EXTRACTO DE LA FUENTE
La imagen grotesca de José López intentando esconder casi 9 millones de dólares en un Monasterio sacude a la militancia de base. Enfrenta de manera cruda y descarnada a esos pibes que se sumaron a la política en los últimos años a los peores vicios del sistema.  Los asoma al abismo de la antipolítica.

La imagen repugnante que agigantan las pantallas atentan de lleno contra la política. Y, claro, también atentan contra el proyecto político que gobernó 12 años la Argentina y que sueña aun con volver. También derrumba las posibilidades, por ahora, de poner en discusión los asuntos que aquejan al país, la política de exclusión premeditada y el ajuste salvaje.

Los bolsos llenos de billetes destrozan las posibilidades de que el kirchnerismo duro y puro pueda, por ahora, ser el articulador que necesita el peronismo para lograr el retorno al poder.

EJERCICIO BREVE
Según el extracto, ¿qué cantidad de dinero intentaba esconder José López y en qué lugar?

MATERIAL

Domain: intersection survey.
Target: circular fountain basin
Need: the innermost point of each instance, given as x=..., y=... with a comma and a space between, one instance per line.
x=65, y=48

SOLUCIÓN DEL PROBLEMA
Casi 9 millones de dólares, en un monasterio.